* _WHAT TO DO_:
Render the stretch of the listing from its first line through the line containing "89 L 11 126" as a Markdown table with columns Row and Entry. Number each line under Row and leave out any blank lines.

* _DATA LISTING_:
* * *

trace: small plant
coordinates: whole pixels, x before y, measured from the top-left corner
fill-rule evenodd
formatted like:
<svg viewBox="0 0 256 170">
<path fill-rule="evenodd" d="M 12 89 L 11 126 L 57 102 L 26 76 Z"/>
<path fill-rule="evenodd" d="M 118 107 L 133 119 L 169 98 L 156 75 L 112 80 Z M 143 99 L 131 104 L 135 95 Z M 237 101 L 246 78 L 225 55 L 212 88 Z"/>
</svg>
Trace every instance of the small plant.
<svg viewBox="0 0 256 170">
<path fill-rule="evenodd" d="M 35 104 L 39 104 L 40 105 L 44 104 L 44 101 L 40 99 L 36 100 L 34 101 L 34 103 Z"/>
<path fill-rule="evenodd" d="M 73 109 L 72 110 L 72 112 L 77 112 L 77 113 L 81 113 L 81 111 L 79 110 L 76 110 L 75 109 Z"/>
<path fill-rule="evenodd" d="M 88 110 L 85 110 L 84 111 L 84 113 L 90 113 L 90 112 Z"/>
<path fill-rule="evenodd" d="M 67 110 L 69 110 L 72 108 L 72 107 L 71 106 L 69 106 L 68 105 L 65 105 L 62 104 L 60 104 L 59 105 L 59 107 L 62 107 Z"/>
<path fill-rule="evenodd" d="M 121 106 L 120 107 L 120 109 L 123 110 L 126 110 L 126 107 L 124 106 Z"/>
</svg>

* * *

* _TASK RESULT_:
| Row | Entry |
|---|---|
| 1 | trace: small plant |
| 2 | coordinates: whole pixels, x before y, measured from the top-left corner |
| 3 | fill-rule evenodd |
| 4 | formatted like: |
| 5 | <svg viewBox="0 0 256 170"> |
| 6 | <path fill-rule="evenodd" d="M 12 89 L 11 126 L 57 102 L 26 76 Z"/> |